Coordinate labeling data:
○ ○ ○

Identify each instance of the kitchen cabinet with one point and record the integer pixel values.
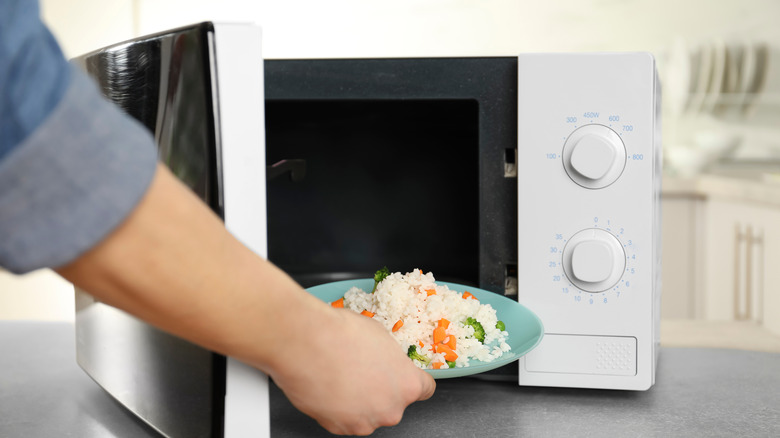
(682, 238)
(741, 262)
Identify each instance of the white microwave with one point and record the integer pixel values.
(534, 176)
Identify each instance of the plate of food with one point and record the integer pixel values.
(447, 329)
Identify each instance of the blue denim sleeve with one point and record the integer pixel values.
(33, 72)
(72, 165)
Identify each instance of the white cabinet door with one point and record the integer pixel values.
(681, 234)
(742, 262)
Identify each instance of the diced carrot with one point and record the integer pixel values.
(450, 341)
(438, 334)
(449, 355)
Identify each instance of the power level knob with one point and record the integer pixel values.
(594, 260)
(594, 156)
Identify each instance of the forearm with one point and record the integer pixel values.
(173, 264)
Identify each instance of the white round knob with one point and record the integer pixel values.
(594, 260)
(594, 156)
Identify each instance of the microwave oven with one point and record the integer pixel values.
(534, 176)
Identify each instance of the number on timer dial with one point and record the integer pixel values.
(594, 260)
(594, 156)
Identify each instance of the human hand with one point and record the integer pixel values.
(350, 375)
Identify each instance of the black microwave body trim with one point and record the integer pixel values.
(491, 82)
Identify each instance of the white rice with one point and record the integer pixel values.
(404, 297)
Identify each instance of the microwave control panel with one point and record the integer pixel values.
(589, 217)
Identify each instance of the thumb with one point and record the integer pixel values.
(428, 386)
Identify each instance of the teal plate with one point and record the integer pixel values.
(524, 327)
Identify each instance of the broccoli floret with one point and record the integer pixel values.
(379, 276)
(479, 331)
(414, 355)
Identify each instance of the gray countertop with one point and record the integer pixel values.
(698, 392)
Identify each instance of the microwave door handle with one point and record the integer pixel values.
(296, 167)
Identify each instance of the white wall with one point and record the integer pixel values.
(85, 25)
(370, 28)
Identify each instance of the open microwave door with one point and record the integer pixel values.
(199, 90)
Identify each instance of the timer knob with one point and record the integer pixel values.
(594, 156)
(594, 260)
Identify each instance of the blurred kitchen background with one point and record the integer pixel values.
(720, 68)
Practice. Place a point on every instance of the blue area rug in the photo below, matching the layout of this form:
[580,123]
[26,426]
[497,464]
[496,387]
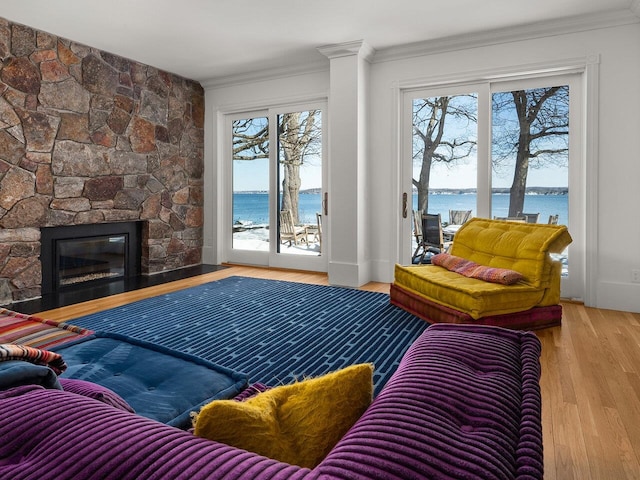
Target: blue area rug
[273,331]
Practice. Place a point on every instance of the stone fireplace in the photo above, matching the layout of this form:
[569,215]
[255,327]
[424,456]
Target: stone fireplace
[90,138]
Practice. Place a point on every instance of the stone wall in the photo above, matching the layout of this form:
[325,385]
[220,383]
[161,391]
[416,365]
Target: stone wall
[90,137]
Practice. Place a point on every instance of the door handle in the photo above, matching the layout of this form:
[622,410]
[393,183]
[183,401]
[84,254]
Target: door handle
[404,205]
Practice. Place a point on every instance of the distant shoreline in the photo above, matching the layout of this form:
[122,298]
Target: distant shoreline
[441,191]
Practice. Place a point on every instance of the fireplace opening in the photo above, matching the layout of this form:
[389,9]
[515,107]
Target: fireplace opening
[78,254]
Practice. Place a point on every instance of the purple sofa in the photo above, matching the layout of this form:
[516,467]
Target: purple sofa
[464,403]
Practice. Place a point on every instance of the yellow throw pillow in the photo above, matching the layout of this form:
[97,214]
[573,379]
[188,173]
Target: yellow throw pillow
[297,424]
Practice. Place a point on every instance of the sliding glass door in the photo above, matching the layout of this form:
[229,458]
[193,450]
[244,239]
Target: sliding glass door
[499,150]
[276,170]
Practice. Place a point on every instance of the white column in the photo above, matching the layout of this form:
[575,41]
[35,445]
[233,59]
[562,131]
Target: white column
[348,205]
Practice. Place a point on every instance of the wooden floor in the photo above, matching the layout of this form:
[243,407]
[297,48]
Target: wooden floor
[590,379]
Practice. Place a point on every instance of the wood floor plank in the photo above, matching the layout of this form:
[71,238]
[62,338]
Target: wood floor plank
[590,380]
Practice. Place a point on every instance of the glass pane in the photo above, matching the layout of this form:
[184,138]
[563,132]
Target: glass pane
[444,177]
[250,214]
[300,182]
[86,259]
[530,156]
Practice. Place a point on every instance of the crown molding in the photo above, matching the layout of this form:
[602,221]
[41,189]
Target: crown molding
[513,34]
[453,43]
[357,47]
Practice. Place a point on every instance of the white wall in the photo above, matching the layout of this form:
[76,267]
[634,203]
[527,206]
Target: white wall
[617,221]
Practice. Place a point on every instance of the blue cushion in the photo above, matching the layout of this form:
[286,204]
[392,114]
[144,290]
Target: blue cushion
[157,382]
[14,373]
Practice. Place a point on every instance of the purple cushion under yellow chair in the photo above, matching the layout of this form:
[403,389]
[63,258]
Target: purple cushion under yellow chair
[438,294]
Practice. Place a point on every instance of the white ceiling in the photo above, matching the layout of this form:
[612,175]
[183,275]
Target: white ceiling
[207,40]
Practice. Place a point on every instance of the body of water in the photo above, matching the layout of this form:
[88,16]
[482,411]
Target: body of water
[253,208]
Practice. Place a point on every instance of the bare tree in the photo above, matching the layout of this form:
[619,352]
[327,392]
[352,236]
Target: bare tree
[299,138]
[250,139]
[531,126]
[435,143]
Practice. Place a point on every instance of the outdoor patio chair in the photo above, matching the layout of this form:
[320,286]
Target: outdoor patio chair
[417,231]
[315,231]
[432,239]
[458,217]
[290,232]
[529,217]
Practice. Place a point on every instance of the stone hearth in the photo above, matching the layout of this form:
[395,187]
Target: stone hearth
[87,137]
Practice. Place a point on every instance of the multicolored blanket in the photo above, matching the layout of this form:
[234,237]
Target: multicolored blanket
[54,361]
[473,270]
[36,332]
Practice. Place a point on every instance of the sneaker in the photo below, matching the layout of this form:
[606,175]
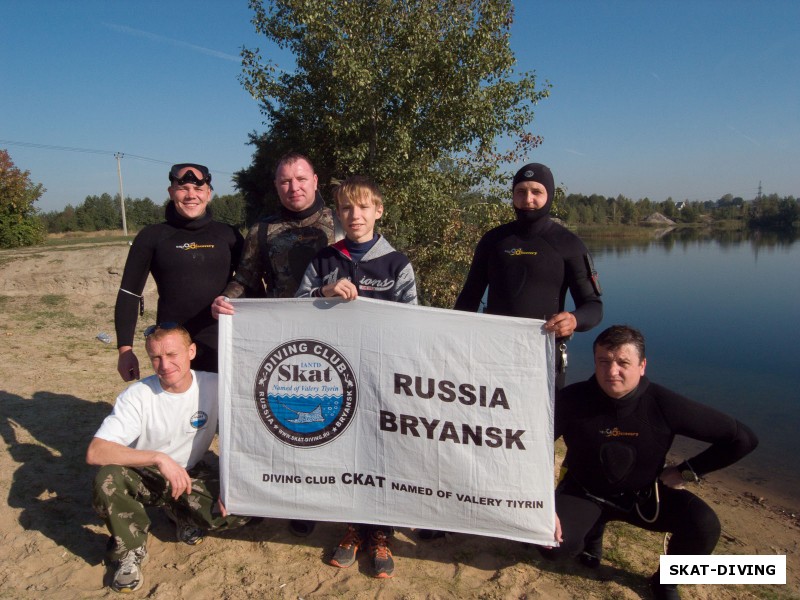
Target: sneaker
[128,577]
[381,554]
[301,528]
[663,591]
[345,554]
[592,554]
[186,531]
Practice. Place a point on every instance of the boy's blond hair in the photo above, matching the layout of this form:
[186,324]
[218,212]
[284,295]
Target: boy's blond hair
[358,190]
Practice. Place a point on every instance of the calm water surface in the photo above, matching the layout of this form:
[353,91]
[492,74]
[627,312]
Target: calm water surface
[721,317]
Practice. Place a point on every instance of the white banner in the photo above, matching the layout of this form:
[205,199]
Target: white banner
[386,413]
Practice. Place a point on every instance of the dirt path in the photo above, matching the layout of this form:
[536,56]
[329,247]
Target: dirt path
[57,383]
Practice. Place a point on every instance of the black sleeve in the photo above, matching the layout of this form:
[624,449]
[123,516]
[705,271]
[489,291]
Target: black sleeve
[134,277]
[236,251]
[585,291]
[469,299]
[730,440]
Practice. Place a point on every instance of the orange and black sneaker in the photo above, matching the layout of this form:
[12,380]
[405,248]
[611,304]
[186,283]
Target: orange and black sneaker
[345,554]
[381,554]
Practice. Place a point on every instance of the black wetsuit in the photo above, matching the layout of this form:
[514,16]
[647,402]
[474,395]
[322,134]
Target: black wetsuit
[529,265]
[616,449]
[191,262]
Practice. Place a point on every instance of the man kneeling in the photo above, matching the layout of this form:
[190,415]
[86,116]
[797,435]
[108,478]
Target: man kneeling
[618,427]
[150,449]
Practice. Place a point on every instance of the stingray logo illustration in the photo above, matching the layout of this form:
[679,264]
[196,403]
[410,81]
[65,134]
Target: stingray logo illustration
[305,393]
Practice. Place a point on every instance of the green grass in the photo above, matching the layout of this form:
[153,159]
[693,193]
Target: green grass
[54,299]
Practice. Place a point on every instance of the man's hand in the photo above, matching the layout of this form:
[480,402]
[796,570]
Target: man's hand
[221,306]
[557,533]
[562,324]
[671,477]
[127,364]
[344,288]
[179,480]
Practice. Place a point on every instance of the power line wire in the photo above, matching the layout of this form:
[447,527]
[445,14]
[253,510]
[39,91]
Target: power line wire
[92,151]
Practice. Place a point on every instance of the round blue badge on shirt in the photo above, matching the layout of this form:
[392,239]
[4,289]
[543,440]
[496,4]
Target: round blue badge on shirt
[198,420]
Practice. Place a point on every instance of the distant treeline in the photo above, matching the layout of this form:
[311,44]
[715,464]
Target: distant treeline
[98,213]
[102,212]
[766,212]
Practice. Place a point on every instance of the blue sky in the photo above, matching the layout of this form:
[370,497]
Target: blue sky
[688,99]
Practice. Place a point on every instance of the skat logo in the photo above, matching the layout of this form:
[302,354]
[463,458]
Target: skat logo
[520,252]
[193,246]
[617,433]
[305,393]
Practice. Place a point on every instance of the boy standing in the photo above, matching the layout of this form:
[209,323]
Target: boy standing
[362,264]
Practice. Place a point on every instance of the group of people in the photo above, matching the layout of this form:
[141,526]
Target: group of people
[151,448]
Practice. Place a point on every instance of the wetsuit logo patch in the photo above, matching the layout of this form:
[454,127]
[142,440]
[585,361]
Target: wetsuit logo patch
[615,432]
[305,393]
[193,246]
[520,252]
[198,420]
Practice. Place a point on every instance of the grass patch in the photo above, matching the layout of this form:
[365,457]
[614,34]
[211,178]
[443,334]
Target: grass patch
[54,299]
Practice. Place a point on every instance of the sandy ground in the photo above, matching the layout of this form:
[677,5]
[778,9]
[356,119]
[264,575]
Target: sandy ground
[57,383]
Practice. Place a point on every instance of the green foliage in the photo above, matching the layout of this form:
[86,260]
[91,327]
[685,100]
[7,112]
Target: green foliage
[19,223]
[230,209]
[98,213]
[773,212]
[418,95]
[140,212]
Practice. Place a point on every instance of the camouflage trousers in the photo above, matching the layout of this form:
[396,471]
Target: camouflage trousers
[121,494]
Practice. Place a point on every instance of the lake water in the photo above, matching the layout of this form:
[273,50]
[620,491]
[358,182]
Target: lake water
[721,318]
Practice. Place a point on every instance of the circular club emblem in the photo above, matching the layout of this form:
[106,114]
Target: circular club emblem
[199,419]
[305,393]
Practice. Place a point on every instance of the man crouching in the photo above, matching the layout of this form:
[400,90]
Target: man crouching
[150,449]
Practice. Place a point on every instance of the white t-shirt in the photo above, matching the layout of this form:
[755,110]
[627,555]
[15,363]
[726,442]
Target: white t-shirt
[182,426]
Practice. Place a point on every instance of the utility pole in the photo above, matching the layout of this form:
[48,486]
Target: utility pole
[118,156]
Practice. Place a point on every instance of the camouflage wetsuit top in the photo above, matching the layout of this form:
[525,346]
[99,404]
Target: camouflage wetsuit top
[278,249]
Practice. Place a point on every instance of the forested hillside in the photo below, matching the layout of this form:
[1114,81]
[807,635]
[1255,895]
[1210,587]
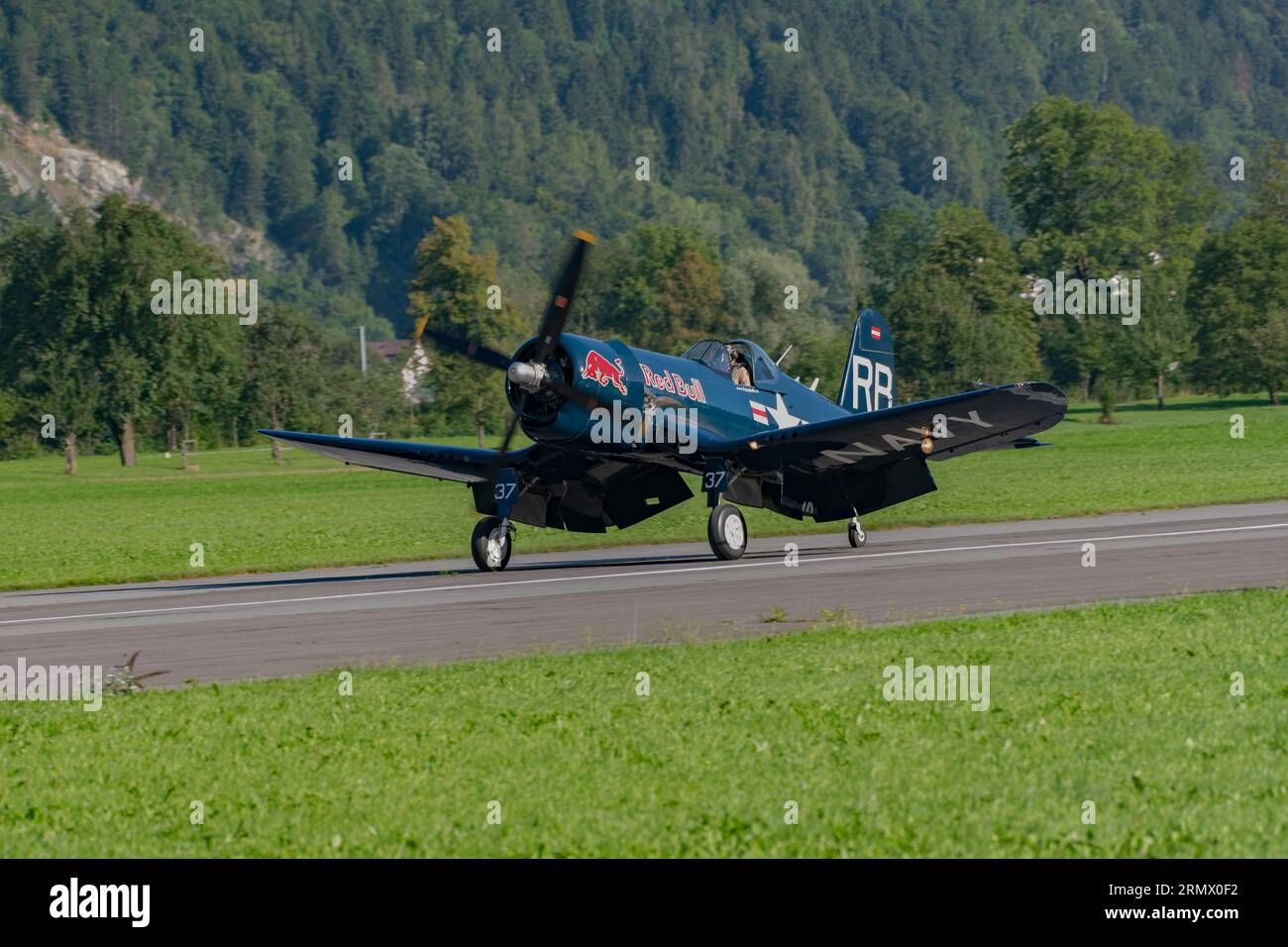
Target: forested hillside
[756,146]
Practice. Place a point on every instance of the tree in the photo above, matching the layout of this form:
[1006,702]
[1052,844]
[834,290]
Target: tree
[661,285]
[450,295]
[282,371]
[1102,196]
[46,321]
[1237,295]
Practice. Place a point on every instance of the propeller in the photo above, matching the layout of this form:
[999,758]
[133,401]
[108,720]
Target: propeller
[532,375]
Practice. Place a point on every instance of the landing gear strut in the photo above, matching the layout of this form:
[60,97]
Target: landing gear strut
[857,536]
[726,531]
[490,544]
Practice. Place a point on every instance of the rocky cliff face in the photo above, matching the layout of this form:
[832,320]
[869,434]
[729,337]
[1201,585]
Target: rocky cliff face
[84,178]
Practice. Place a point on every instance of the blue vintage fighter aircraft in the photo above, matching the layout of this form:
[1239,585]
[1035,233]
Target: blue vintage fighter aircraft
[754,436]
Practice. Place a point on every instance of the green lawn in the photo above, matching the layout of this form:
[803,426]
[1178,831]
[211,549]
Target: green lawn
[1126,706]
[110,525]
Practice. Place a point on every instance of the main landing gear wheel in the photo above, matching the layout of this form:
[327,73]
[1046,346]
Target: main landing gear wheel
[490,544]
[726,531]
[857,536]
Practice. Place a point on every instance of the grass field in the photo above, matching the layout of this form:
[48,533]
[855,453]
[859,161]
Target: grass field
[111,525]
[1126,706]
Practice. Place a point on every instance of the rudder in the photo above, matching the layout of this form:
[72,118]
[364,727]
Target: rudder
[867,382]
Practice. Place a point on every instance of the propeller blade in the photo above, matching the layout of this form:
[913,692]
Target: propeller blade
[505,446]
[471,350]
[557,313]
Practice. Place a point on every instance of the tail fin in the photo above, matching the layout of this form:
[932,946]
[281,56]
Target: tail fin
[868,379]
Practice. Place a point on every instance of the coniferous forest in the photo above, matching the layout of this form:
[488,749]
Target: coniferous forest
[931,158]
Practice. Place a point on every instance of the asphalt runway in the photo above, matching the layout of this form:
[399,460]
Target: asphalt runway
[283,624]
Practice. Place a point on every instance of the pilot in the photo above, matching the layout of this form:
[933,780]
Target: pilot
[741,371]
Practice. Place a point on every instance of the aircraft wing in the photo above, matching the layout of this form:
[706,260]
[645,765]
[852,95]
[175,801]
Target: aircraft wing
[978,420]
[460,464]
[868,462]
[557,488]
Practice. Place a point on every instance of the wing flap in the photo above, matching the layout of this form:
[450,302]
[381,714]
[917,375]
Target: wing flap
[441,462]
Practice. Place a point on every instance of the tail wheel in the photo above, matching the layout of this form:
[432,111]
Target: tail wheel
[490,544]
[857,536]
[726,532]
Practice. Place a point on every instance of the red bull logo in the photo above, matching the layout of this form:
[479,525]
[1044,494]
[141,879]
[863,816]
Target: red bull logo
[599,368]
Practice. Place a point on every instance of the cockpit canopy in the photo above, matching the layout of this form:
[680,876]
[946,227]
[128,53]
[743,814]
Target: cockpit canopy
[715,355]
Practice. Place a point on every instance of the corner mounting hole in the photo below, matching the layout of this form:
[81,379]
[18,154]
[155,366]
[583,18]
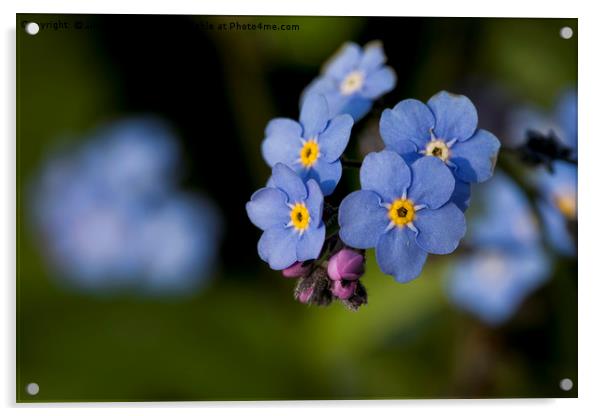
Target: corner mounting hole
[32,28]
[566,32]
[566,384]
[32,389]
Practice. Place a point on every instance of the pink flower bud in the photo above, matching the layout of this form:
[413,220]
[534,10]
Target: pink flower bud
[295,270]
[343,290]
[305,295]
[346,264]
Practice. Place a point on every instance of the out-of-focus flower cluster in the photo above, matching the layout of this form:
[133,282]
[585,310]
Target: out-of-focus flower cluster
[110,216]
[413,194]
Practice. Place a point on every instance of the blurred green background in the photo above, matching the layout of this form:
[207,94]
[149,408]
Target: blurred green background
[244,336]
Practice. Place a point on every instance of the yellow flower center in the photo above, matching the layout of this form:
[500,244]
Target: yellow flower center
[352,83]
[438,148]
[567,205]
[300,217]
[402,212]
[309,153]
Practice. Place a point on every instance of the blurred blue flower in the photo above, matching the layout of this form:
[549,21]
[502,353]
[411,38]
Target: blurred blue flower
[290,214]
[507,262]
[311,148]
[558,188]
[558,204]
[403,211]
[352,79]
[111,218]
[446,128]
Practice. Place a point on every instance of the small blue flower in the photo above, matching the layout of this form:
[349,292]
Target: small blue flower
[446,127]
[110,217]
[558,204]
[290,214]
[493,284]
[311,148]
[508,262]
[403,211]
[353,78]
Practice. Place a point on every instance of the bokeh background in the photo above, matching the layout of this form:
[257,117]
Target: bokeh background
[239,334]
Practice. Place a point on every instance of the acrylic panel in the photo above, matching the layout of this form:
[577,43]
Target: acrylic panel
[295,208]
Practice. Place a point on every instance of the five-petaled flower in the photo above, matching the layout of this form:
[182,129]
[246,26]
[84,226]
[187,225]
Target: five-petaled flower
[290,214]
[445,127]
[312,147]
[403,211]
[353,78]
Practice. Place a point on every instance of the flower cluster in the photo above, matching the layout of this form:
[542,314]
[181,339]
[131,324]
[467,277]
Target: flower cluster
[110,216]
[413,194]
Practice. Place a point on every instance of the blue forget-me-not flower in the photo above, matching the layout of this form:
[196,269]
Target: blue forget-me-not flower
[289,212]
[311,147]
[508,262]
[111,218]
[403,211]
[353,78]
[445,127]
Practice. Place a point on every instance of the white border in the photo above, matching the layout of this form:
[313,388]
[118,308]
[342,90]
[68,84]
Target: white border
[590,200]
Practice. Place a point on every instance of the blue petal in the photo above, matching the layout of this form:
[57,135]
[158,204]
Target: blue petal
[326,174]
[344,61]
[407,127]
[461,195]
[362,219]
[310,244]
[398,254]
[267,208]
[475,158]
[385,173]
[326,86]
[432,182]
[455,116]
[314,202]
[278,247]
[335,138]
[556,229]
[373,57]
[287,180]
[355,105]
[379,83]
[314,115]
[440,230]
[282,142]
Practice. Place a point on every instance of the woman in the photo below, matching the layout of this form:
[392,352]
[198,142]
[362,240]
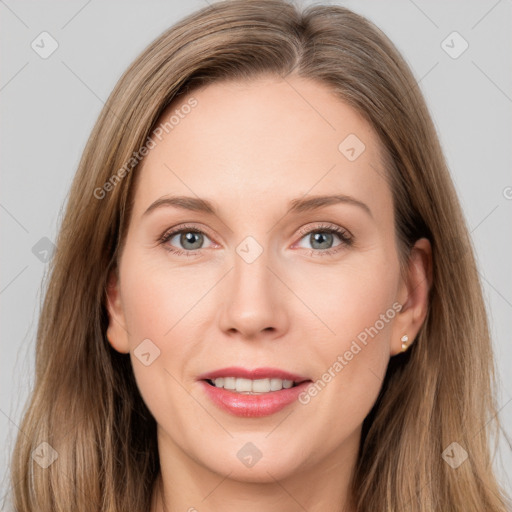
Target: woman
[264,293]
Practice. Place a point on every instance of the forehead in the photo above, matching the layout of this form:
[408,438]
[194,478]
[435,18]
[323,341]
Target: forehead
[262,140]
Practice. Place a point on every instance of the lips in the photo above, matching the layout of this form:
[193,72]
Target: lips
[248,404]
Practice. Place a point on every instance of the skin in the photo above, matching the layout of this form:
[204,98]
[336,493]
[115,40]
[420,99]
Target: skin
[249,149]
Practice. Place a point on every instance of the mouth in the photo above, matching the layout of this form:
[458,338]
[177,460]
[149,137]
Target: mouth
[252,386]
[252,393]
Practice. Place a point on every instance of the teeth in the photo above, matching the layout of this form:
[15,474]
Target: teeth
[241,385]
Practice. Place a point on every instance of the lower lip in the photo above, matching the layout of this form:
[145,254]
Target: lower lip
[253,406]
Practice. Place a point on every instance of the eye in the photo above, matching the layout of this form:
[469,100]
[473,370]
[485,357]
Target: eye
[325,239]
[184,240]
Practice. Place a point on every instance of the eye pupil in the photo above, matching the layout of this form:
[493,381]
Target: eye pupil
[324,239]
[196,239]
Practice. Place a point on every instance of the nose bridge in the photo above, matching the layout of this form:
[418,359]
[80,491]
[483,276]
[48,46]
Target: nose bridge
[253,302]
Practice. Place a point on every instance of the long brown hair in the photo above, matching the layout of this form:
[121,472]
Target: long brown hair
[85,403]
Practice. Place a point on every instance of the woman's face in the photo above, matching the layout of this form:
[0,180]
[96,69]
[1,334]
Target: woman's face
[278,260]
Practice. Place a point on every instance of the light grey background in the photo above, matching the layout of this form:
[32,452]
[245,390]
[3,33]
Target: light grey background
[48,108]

○ ○ ○

• _WHAT YOU SHOULD DO_: Give the lines exactly as they stand, from the line with "Practice. Place a point on every instance of the skin" through the end of the material.

• _TASK OUTPUT_:
Practice. Place a point on every instance of the skin in the photo above, matching the layout of this form:
[204,98]
[336,493]
[115,40]
[420,99]
Target: skin
[249,149]
Practice. Place a point on every instance of the mouth in the photo above, matching the layout of this form:
[458,338]
[177,460]
[149,137]
Target: mouth
[252,386]
[252,393]
Practice. Place a point on every instance of the teeth in the photo above, matching the layout of this form:
[15,474]
Target: teeth
[241,385]
Practice. Place a point on every instance of the lower lip in the photo above, matching the layout of this form:
[145,254]
Target: lower lip
[253,406]
Practice. Place a point on every instance of the eye in the photo above, matching the layout of this form:
[469,100]
[473,370]
[485,357]
Target: eye
[325,239]
[184,240]
Practice. Place a point on every instance of the eye pupil in the photo above, matching the layout of this form:
[493,381]
Target: eye pupil
[324,239]
[196,239]
Practice. Place a point on every instance of the nose bridge in the photo above, matching the layout of this form:
[418,359]
[80,491]
[483,276]
[48,46]
Target: nose bridge
[253,302]
Practice. Place a point on every instance of the long brown hair in the photo above, matching the layout of this form:
[121,472]
Target: long brown hair
[85,403]
Practice. Place a point on every instance of the woman's face in the photo above, matching the layout of this form:
[0,180]
[96,69]
[1,334]
Target: woman's face
[278,260]
Practice. Place a point on every instance of the light grey background in the photo above, matching the layout of this form:
[32,452]
[245,390]
[3,33]
Target: light grey background
[48,108]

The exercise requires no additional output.